> **Requirement 1**:
Please pick out every line of the records that contains the string "wooden", and copy each line in full. Case counts.

> **Article**:
[START]
Manuals also have the virtue of being simpler, purely mechanical things. Automatics are hydraulic and mechanical things. They have planetary gearsets and torque converters and pressurized fluid circuits that transmit the engine’s power.

Not that there’s anything wrong with that.

But I miss the purely mechanical interface.

Which brings me to the real point of this article. Which is that it’s possible – it’s easy – to make the conversion from automatic to manual. If you want to do it. And if you have a car like mine. Not the same make or model. Just a car like mine. That is to say, a car made before electronic kudzu made it effectively impossible to do.

All you require – as the Toothless Man once said – are the necessary parts to make the conversion, such as the pedals, levers and brackets. That and the transmission, of course. Plus the manual flywheel and bellhousing, clutch and pressure plate, etc. It is an entirely physical conversion as there are no electronics involved. And that is why the conversion is possible – and why it isn’t with anything that’s been made since the electronic kudzu’ing reached a certain degree of interconnectedness, which was probably roughly about 20 years ago.

Each car is now a bundled package of electronically connected components, including its mechanical components. My ’76 has no consciousness of the kind of transmission it came with nor does it care whether I convert it to a different one. I have in fact already done just that – about ten years back. I swapped out the three speed automatic it came with when it was new because I wanted a transmission with overdrive, in order to lower the engine’s revs at cruising speeds. All modern automatics have overdrive gearing to do just that. It was easy to bolt in a more modern automatic with an overdrive gear because all that was involved was bolting it in. My Trans-Am does not have an ECU that remembers what transmission type was bolted to the engine originally and there is no interconnectivity beyond the physical connections.
[END]
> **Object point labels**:
[START]
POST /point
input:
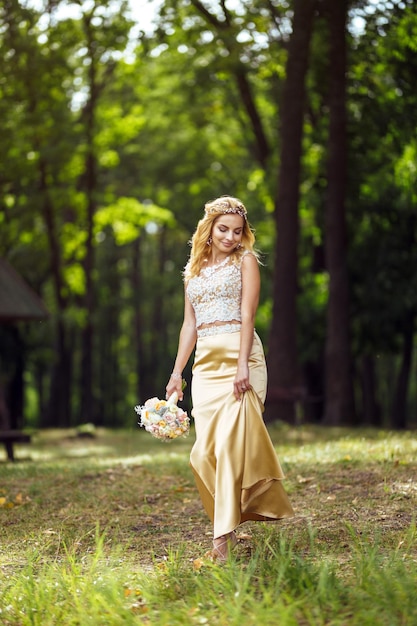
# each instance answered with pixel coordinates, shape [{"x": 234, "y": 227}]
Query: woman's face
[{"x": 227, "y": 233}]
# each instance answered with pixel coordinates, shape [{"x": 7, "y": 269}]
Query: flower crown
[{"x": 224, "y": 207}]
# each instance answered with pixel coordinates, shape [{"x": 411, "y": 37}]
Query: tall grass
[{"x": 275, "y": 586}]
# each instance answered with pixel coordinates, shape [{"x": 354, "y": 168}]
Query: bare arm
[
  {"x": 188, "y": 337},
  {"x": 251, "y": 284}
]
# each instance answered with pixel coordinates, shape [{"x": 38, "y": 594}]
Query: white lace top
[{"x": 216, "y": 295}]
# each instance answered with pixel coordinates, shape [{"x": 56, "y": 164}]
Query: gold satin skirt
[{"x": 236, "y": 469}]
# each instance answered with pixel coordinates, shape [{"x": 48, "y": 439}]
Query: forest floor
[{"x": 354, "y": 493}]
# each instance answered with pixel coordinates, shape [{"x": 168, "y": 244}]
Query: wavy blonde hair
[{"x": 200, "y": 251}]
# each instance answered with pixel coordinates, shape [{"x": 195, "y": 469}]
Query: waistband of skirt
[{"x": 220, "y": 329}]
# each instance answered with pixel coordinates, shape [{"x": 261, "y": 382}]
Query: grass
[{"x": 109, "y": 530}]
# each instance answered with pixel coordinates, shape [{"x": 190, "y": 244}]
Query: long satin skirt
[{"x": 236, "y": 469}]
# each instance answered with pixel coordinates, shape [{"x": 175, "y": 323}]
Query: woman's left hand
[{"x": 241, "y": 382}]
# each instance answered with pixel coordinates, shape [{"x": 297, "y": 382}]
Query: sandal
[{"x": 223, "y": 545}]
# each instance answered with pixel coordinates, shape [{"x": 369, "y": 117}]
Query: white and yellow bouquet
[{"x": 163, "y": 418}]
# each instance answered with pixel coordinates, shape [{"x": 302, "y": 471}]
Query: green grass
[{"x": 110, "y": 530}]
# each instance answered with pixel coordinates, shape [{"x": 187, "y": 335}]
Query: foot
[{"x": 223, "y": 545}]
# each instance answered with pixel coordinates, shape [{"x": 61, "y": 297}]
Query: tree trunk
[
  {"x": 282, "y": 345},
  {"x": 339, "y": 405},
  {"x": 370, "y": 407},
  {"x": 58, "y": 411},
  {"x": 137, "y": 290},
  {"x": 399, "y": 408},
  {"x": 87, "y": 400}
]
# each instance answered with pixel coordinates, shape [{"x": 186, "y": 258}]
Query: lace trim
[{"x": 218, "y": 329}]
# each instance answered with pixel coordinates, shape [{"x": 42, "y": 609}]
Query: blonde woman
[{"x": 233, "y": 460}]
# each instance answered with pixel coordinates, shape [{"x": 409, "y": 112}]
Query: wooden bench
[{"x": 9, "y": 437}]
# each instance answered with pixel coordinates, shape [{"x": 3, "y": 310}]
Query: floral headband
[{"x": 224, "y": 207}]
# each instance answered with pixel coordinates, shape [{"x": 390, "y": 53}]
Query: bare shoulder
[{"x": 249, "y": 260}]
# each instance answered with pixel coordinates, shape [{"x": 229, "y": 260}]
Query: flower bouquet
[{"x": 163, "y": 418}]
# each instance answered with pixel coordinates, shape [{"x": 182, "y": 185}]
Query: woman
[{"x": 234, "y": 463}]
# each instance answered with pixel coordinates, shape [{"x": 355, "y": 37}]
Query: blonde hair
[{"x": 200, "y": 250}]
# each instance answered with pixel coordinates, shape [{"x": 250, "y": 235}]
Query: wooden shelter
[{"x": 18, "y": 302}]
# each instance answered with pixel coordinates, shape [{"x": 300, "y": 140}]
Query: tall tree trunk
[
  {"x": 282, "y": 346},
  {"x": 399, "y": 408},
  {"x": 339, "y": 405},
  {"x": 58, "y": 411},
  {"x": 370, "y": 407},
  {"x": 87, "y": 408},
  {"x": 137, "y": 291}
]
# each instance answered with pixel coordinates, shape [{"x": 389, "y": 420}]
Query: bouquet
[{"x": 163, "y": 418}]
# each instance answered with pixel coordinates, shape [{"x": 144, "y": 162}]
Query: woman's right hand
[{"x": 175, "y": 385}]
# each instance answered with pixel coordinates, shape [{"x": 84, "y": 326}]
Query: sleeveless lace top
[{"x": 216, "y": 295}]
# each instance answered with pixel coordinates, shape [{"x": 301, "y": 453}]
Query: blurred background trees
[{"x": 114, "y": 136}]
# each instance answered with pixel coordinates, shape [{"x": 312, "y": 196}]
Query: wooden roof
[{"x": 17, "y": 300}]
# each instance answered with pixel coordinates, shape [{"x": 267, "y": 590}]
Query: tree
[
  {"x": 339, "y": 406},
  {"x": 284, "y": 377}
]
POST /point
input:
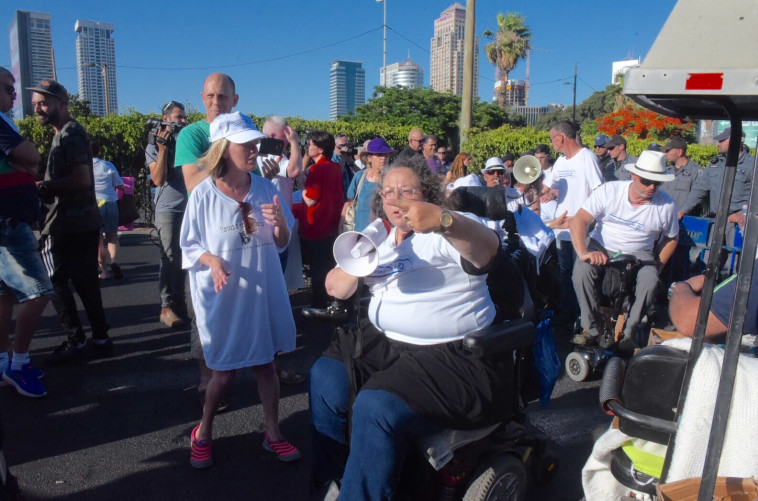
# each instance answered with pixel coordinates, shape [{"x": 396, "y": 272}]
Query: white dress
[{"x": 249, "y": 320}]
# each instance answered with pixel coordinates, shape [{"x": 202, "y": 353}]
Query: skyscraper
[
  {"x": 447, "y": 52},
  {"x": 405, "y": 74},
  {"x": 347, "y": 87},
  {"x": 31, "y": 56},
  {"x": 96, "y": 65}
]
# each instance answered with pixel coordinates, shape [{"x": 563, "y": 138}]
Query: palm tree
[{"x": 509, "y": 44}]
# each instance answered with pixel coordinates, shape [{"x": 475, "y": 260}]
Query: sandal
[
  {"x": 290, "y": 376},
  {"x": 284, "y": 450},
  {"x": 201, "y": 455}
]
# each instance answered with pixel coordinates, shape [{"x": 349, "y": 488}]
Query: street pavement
[END]
[START]
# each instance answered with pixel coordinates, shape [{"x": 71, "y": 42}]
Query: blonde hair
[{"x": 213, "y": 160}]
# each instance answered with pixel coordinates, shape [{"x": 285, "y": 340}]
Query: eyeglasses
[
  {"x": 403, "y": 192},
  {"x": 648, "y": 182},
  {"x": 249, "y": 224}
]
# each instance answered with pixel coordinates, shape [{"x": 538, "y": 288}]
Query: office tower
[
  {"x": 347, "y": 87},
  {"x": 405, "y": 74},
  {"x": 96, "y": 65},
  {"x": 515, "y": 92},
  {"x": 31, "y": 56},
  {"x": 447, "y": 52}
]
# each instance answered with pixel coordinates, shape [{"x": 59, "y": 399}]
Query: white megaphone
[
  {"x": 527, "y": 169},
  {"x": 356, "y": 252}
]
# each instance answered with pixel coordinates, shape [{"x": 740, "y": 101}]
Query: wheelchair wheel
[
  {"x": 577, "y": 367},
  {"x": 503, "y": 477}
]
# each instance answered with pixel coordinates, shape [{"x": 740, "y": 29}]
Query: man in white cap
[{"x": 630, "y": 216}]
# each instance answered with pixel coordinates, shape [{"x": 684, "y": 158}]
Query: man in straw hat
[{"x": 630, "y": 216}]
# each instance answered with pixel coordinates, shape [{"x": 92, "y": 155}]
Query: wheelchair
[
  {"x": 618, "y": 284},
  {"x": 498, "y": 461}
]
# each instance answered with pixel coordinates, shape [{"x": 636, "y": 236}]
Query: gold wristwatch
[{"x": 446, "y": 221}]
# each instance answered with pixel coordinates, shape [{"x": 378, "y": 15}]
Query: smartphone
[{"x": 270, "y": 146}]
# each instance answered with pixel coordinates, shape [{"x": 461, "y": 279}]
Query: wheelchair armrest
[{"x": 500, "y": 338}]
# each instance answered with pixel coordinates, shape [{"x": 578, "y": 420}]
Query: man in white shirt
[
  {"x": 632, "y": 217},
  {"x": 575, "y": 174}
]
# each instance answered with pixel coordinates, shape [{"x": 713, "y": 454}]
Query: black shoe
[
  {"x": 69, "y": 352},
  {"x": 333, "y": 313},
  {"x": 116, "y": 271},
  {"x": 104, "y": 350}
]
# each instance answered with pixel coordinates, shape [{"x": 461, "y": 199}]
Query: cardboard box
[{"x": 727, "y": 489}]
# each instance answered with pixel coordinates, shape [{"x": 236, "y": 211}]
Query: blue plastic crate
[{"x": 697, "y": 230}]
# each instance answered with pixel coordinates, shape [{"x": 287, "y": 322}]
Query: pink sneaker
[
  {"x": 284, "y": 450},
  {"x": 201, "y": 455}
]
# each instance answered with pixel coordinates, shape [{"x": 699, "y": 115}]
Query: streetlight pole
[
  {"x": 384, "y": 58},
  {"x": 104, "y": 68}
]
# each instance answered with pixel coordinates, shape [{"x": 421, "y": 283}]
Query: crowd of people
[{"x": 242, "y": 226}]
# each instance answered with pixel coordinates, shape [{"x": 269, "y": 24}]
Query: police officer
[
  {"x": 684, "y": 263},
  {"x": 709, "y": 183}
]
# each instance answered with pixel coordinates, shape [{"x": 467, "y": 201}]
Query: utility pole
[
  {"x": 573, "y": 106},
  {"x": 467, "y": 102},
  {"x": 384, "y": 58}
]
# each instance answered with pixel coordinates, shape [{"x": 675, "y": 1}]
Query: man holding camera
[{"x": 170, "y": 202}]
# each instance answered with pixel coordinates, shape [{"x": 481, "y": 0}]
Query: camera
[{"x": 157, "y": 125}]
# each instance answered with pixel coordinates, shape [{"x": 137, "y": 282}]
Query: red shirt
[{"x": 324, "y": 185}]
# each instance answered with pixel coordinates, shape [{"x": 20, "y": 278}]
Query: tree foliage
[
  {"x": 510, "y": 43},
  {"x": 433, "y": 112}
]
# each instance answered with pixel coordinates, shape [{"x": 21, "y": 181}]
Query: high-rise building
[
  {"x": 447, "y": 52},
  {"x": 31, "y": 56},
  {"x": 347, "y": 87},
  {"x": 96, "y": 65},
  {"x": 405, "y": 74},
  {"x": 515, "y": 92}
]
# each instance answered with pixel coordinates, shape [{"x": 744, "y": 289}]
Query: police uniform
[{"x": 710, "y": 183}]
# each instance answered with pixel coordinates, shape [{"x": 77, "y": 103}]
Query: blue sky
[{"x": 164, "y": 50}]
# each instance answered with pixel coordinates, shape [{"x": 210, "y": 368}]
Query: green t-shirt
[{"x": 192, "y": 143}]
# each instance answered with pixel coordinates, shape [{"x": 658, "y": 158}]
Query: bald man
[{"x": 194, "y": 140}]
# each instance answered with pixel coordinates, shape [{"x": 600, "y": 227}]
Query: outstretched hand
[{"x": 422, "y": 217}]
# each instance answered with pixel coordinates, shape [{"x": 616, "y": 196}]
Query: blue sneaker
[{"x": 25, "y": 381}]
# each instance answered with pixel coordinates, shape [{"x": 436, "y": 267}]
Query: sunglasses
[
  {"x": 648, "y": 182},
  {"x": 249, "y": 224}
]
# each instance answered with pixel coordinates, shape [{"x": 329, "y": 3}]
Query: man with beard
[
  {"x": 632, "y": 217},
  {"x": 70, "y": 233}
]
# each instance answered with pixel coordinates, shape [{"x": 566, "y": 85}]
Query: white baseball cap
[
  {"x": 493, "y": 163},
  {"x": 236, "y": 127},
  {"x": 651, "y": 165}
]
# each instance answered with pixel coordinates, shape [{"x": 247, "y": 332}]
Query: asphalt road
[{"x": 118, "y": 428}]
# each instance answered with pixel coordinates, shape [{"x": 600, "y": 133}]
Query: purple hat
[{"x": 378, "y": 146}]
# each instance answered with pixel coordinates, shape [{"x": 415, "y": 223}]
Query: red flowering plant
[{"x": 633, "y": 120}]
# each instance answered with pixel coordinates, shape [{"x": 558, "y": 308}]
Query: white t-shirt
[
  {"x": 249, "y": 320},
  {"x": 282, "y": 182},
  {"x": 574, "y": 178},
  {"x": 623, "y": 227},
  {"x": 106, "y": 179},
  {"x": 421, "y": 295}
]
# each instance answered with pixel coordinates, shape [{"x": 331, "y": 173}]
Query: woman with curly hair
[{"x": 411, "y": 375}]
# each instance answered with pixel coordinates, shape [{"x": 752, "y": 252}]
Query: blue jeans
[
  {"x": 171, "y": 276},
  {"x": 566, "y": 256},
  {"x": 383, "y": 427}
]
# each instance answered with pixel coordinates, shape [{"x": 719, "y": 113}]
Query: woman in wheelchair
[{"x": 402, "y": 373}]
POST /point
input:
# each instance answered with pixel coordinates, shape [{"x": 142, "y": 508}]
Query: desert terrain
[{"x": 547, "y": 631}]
[END]
> **Requirement 2**:
Carry on the piece about converting a car from an automatic to a manual transmission from the point where it stops.

> **Response 1**:
Query: wooden bench
Query: wooden shelter
Query: wooden roof

> **Response 2**:
If it bolts up, you can literally bolt it up.

This is only part of the process with an electronically controlled car. The ECU that runs not just the engine will know something’s been changed and may not accept it. If it’s anything made within the past decade or so, it won’t accept it.

It has gotten so panopticon-ish that you can’t even replace a headlight assembly or battery in some cases without the computer’s approval. If you don’t get it, you won’t be goin’ any damn where (again, per the Toothless Man).

It is essentially impossible to convert a modern muscle car such as the Dodge Challenger Hellcat I was lucky enough to test drive last summer from automatic to manual. You’d have to replace not just the transmission but most of the electronics. You’d probably have to swap an entire/complete drivetrain (engine and transmission) plus all of the latter’s computers (plural) and sensors, etc. to get it done – and make it work. And that would more expensive than just buying a Challenger that was factory built with a manual.

No such worries with a pre-electronic car like my ’76 Trans-Am, which I can make much more like my other ’76 Trans-Am.

It’s just a matter of acquiring the parts and bolting them in.

. . .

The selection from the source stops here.